## Data excerpts
****

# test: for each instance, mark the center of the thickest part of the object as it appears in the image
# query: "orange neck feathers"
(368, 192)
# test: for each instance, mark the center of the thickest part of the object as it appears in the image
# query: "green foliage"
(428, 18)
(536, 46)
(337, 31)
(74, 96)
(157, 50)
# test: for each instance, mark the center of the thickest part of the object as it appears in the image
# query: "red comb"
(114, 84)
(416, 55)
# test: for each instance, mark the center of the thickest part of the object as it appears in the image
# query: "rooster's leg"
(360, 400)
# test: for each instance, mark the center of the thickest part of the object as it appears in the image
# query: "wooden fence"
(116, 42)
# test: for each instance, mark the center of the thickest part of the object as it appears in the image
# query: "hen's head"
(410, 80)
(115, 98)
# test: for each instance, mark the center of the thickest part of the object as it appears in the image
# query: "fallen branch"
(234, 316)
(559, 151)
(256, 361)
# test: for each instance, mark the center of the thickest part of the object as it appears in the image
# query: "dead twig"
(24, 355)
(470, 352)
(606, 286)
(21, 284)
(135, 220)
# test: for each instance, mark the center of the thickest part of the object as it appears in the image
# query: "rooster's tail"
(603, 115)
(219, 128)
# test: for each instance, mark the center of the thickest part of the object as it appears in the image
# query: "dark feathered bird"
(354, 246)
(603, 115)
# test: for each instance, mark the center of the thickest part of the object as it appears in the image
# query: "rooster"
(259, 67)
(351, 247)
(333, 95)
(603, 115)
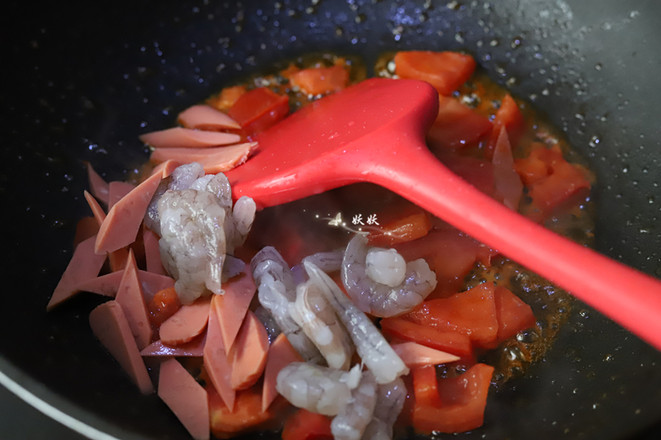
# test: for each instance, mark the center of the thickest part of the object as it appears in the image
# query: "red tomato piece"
(462, 401)
(247, 415)
(425, 386)
(400, 230)
(320, 80)
(163, 305)
(552, 181)
(446, 71)
(306, 425)
(450, 342)
(456, 125)
(507, 181)
(471, 313)
(449, 254)
(258, 109)
(514, 315)
(509, 116)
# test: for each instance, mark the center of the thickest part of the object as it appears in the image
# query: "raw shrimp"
(326, 261)
(352, 420)
(238, 224)
(192, 241)
(318, 320)
(318, 389)
(390, 399)
(271, 327)
(276, 291)
(380, 282)
(372, 347)
(198, 229)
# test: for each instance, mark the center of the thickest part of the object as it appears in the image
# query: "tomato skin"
(401, 230)
(320, 80)
(510, 117)
(446, 71)
(472, 313)
(258, 109)
(306, 425)
(163, 305)
(457, 126)
(459, 405)
(449, 254)
(450, 342)
(552, 181)
(514, 315)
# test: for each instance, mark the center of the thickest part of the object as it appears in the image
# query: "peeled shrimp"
(198, 228)
(326, 261)
(352, 420)
(390, 399)
(239, 219)
(192, 241)
(380, 282)
(276, 291)
(181, 178)
(372, 347)
(318, 320)
(318, 389)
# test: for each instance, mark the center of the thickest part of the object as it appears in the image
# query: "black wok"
(81, 82)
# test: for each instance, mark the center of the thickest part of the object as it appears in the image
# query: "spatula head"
(336, 140)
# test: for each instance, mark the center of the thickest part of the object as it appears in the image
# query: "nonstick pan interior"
(82, 81)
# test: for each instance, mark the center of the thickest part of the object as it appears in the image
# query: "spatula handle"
(629, 297)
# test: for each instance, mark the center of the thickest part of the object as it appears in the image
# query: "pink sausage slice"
(106, 285)
(194, 348)
(280, 354)
(122, 224)
(98, 186)
(185, 397)
(97, 210)
(179, 137)
(214, 160)
(117, 190)
(152, 252)
(84, 265)
(186, 323)
(216, 362)
(204, 117)
(130, 297)
(111, 328)
(232, 306)
(248, 354)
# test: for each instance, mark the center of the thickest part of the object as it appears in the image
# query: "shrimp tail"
(372, 347)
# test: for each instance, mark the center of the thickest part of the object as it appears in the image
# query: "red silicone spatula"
(374, 132)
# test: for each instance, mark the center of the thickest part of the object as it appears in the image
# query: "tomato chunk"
(460, 404)
(514, 315)
(163, 305)
(306, 425)
(446, 71)
(472, 313)
(247, 415)
(457, 125)
(510, 117)
(405, 228)
(449, 254)
(258, 109)
(551, 180)
(320, 80)
(450, 342)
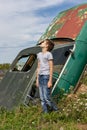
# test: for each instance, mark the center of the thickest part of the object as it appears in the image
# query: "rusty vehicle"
(68, 32)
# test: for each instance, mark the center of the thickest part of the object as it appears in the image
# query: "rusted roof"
(67, 24)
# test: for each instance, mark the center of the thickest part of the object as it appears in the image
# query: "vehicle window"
(25, 63)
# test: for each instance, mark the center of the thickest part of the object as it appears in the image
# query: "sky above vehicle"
(22, 23)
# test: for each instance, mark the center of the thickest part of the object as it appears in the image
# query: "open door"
(19, 79)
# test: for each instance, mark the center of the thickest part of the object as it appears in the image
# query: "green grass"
(72, 111)
(72, 115)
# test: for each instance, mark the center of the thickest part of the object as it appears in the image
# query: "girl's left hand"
(49, 84)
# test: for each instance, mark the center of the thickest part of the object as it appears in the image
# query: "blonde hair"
(49, 43)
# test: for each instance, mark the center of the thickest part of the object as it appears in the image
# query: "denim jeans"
(45, 94)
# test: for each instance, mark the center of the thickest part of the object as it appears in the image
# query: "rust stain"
(67, 24)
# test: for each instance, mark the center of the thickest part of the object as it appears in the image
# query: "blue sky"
(22, 22)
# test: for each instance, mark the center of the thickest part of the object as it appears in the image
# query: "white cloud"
(20, 24)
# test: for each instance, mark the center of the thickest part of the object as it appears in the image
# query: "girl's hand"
(49, 84)
(37, 84)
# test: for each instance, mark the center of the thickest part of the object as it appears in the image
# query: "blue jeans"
(45, 93)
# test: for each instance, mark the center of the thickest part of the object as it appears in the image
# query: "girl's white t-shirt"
(44, 58)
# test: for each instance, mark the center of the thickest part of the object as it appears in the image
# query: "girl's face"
(43, 45)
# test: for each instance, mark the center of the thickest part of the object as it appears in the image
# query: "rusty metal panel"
(67, 24)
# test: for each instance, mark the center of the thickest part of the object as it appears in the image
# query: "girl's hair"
(49, 43)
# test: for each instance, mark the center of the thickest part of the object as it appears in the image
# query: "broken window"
(25, 63)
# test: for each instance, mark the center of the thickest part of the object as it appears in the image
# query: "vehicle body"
(18, 85)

****

## Objective
Display every line of the records above that contains the word "girl".

## Response to this exercise
# query: "girl's left hand"
# query: "girl's hand"
# query: "girl's white t-shirt"
# query: "girl's face"
# query: "girl's hair"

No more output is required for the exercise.